• **TEXT EXTRACT**:
###

Studio album by The Flower Kings
- Released: 4 April 2006
- Recorded: 18–24 November 2005
- Genre: Progressive rock
- Length: 136:00
- Label: InsideOut Music
- Producer: Roine Stolt

The Flower Kings chronology
| Adam & Eve (2004) | Paradox Hotel (2006) | Instant Delivery (2006) |

= Paradox Hotel =

Paradox Hotel is the ninth studio album by the progressive rock band The Flower Kings, released on 4 April 2006. It is also the band's fourth studio double-CD.

This is the band's only studio album with the drummer Marcus Liliequist (he is also on the live album Instant Delivery). While most of the band's other albums were mainly based on compositions by Roine Stolt and Tomas Bodin, this album shows more songwriting participation by other members.

###

• **STORED RECORDS**:
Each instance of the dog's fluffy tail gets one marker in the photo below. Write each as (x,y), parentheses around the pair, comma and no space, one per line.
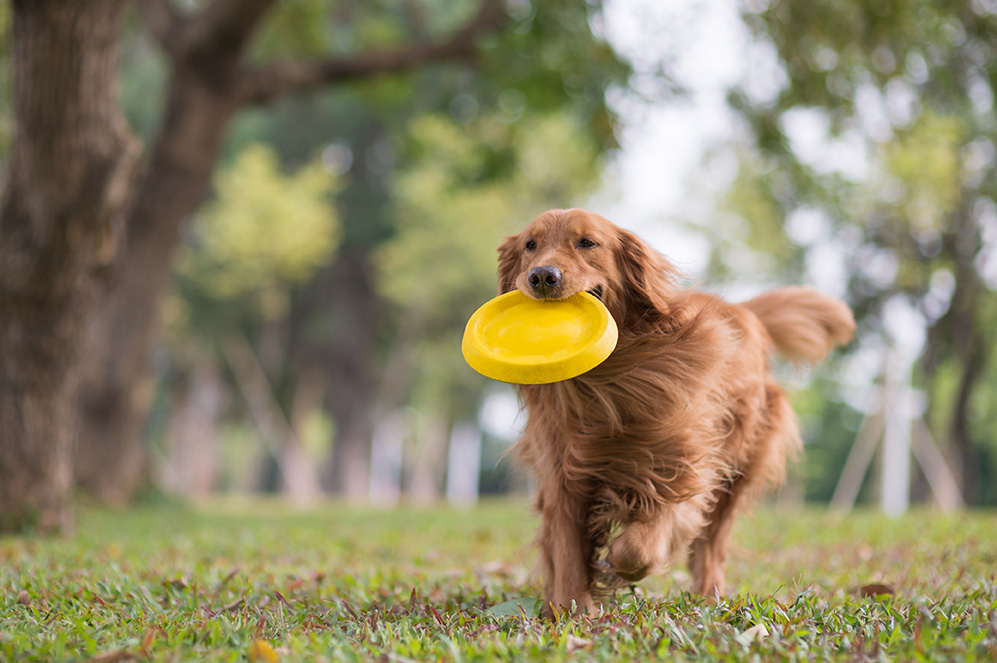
(805,324)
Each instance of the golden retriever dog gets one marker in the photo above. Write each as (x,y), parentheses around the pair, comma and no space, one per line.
(649,455)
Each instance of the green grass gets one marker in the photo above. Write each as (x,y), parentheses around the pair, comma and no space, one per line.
(169,583)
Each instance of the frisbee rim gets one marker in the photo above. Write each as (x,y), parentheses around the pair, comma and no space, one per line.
(526,369)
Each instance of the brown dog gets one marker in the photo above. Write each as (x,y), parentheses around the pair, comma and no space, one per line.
(649,454)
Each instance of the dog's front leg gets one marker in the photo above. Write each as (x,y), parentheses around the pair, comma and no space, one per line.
(567,551)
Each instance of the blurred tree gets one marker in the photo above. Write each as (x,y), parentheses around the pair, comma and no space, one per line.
(112,258)
(74,195)
(340,333)
(68,178)
(467,187)
(878,141)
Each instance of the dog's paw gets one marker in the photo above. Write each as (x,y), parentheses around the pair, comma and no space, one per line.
(636,553)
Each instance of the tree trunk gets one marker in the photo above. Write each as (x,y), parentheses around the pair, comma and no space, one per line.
(119,380)
(60,224)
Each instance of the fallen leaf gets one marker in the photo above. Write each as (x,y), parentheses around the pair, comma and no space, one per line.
(261,652)
(876,589)
(574,644)
(756,633)
(519,607)
(113,657)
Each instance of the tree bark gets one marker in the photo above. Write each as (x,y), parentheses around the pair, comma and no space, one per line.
(119,380)
(60,224)
(209,84)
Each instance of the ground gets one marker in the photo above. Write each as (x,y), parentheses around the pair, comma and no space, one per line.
(237,581)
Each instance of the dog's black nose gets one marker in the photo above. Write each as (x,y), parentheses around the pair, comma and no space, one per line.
(544,278)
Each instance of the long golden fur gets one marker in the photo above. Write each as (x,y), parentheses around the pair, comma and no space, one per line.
(647,456)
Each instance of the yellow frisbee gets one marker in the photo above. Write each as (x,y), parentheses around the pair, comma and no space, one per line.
(514,338)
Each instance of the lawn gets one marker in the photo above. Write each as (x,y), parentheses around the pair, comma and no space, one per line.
(259,582)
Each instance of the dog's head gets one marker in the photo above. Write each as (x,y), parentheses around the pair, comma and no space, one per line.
(564,252)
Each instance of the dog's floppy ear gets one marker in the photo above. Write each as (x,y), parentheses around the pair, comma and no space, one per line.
(509,252)
(648,277)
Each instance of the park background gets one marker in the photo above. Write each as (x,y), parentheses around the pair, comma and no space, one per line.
(314,191)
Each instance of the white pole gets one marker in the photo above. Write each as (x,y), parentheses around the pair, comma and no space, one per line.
(464,465)
(895,469)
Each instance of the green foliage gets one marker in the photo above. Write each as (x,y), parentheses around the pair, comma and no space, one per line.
(264,232)
(468,187)
(168,583)
(906,87)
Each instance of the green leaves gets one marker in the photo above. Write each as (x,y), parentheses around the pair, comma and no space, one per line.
(264,232)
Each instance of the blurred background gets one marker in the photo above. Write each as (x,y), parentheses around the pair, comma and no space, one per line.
(307,341)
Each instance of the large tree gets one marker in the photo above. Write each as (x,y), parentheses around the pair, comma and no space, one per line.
(906,88)
(88,232)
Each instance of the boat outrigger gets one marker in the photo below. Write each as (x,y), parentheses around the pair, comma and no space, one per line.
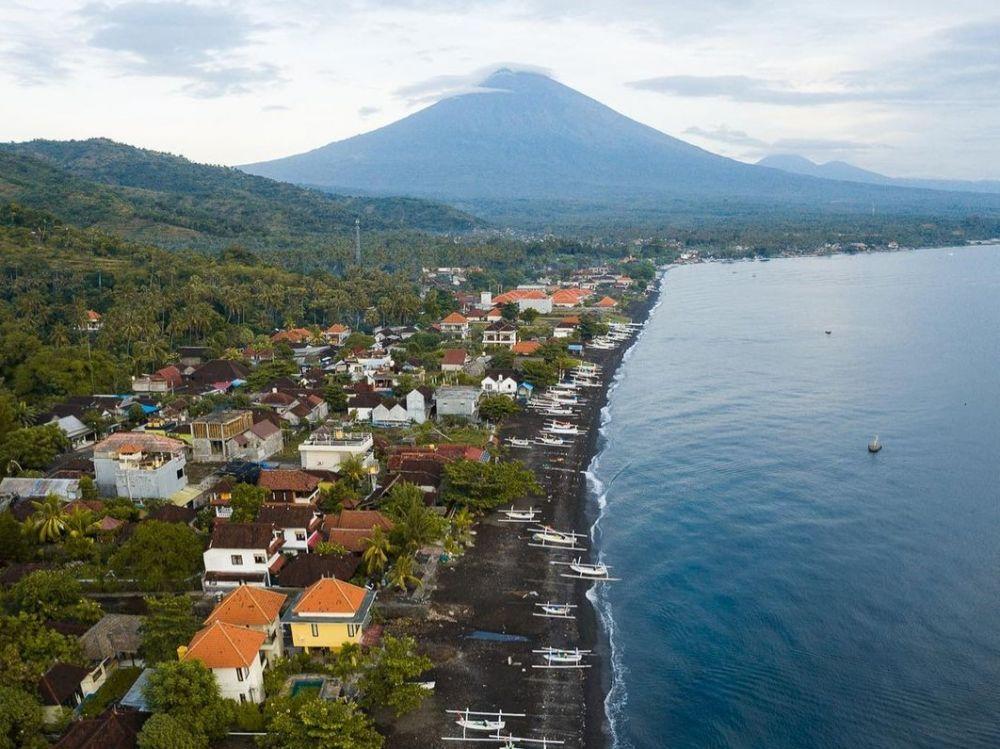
(546,537)
(555,610)
(519,516)
(562,658)
(580,570)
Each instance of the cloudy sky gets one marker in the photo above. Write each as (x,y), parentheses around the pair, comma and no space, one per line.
(906,87)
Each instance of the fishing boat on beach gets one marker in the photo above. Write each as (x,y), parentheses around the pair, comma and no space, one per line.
(555,610)
(519,516)
(562,658)
(549,441)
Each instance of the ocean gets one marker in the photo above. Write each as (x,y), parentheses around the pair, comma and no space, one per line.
(782,587)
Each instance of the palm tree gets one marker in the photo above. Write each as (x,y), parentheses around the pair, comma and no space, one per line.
(49,519)
(376,554)
(81,523)
(353,471)
(461,526)
(24,413)
(401,575)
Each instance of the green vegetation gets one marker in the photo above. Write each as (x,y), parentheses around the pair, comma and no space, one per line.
(189,693)
(484,486)
(170,622)
(246,502)
(159,556)
(114,688)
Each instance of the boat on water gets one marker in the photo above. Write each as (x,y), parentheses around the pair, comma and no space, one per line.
(551,441)
(474,724)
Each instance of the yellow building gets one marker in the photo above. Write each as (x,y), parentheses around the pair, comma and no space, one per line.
(328,614)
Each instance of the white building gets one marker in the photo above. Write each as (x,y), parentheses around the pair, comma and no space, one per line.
(234,656)
(258,609)
(326,449)
(242,554)
(390,413)
(138,465)
(499,383)
(416,406)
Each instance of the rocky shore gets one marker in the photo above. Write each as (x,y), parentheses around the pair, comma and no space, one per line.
(480,626)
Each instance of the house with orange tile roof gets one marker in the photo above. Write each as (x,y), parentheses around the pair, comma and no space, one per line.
(455,324)
(289,485)
(352,528)
(242,554)
(500,333)
(233,655)
(258,609)
(329,614)
(337,334)
(535,299)
(526,348)
(569,297)
(293,335)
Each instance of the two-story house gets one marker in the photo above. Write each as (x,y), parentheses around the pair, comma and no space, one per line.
(329,614)
(299,524)
(234,656)
(139,465)
(327,447)
(258,609)
(499,382)
(501,333)
(455,324)
(289,485)
(242,554)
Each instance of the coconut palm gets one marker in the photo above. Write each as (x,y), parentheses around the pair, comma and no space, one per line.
(401,575)
(353,471)
(49,519)
(461,526)
(81,523)
(376,553)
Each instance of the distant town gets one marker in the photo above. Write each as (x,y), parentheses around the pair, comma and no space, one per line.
(270,522)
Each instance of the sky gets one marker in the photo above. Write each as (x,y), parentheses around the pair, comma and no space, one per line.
(908,88)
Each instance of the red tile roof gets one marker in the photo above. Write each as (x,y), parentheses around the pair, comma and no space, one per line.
(225,646)
(248,606)
(288,479)
(330,596)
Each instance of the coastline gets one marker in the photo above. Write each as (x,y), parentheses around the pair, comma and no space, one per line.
(493,587)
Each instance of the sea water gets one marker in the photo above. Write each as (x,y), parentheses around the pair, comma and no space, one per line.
(781,586)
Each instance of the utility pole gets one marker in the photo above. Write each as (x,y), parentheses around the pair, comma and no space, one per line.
(357,241)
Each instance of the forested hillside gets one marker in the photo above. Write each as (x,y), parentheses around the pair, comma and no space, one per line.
(171,201)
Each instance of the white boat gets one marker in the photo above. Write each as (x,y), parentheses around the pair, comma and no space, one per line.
(552,536)
(521,515)
(551,441)
(590,570)
(474,724)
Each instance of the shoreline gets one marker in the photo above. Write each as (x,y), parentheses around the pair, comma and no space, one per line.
(493,589)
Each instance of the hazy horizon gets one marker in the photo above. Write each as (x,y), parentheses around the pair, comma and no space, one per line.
(906,90)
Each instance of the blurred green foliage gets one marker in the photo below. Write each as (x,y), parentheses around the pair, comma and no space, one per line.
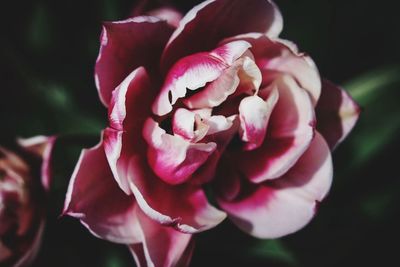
(47,53)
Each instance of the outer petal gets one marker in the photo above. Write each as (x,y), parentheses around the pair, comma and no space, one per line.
(254,114)
(171,157)
(337,113)
(211,21)
(290,131)
(161,246)
(94,197)
(126,152)
(125,46)
(31,253)
(283,206)
(42,146)
(128,111)
(277,56)
(194,71)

###

• **SET OF TASKS**:
1. Repeat the stretch of the Paradox Hotel article from "The Flower Kings chronology" through "fourth studio double-CD.".
2. Decide whether each statement agrees with the Paradox Hotel article, answering yes or no and quoting the deciding words: (a) Paradox Hotel is the band's ninth studio album. (b) Marcus Liliequist drums on several of the band's studio albums. (c) The album was recorded in April 2006.
3. According to the Paradox Hotel article, who produced the album?
The items were taken from a separate source and are unrelated to the Paradox Hotel article.

• **TASK RESPONSES**:
1.
The Flower Kings chronology
| Adam & Eve (2004) | Paradox Hotel (2006) | Instant Delivery (2006) |

= Paradox Hotel =

Paradox Hotel is the ninth studio album by the progressive rock band The Flower Kings, released on 4 April 2006. It is also the band's fourth studio double-CD.

2.
(a) Yes: "Paradox Hotel is the ninth studio album by the progressive rock band The Flower Kings"
(b) No: "This is the band's only studio album with the drummer Marcus Liliequist"
(c) No: "Recorded: 18–24 November 2005"

3. Roine Stolt